### [Task data]
───

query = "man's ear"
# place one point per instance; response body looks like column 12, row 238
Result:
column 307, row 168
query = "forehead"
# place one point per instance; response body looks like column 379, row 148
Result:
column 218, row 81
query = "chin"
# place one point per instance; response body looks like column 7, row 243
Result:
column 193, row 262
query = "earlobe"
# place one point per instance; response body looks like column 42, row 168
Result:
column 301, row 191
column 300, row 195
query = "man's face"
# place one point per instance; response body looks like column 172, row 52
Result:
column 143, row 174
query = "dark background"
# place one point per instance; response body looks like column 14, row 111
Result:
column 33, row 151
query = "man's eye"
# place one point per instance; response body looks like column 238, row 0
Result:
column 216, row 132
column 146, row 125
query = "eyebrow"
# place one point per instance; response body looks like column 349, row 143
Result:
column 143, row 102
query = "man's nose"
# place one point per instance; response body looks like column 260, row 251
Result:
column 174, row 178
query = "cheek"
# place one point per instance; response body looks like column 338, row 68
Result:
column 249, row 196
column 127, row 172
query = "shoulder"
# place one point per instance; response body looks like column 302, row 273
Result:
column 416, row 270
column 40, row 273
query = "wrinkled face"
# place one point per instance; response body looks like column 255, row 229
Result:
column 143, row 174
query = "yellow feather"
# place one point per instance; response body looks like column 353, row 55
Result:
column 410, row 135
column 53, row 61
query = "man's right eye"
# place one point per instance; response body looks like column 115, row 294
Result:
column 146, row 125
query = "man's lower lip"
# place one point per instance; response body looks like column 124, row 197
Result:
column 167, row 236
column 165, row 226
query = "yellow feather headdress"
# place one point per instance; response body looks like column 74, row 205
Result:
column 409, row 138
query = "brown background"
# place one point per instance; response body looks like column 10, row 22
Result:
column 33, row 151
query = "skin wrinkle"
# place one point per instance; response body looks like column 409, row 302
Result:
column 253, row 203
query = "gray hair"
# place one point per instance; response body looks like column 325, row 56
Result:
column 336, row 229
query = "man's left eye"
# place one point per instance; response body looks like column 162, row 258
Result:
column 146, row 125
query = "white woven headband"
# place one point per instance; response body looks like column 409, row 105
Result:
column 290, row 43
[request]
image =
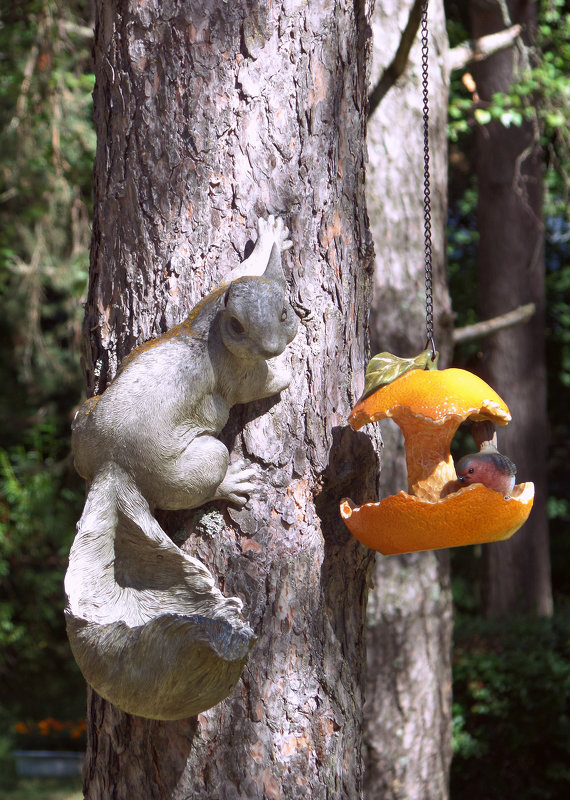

───

### [Task statement]
Restate the entries above word for word, and keep the pictures out.

### [Solved problem]
query = "man's ear"
# place one point per instance; response body looks like column 12, row 238
Result:
column 307, row 168
query = "forehead"
# place one point per instance; response body looks like column 379, row 148
Result:
column 218, row 81
query = "chin"
# place one point per instance; response body looks like column 7, row 243
Result:
column 193, row 262
query = "earlobe"
# place one point per instance; response body looks like column 42, row 168
Result:
column 301, row 191
column 300, row 195
query = "man's face"
# place one point per instance; response body looks like column 172, row 52
Result:
column 143, row 174
query = "dark background"
# place one point per instance; response body looks like column 14, row 111
Result:
column 33, row 151
query = "man's eye"
# place one point per instance; response body looks like column 238, row 0
Result:
column 216, row 132
column 146, row 125
query = "eyebrow"
# place one point per instance; response body looks like column 349, row 143
Result:
column 143, row 102
query = "man's nose"
# place one point per instance; response body looks like column 260, row 251
Result:
column 174, row 178
query = "cheek"
# place one point per instance; response body looks like column 338, row 68
Result:
column 249, row 196
column 127, row 172
query = "shoulder"
# place one point per instance; response body looks like column 302, row 273
Result:
column 416, row 270
column 40, row 273
query = "wrinkled face"
# place one point per instance; response body looks like column 255, row 229
Result:
column 143, row 174
query = "yellow feather"
# place one point per instance; response body looks like column 353, row 55
Result:
column 410, row 135
column 53, row 61
query = "man's right eye"
# place one point per instance; response body looks like column 115, row 294
Result:
column 146, row 125
query = "man's lower lip"
# place one point per instance; response body looks like column 124, row 197
Result:
column 167, row 236
column 165, row 226
query = "yellow feather headdress"
# place one point per instance; response body looks like column 74, row 205
Result:
column 409, row 138
query = "brown background"
# place one point per instance; response body looks like column 10, row 22
Result:
column 33, row 151
query = "skin wrinkle"
# place one point per instance; response body looks like column 409, row 302
Result:
column 253, row 203
query = "gray hair"
# place one point per instance; response body looks like column 325, row 56
Result:
column 336, row 229
query = "man's left eye"
# place one point per instance; response body looks like column 162, row 258
Result:
column 146, row 125
query = "white woven headband"
# place one point per instance; response body looks like column 409, row 105
Result:
column 290, row 43
[request]
image =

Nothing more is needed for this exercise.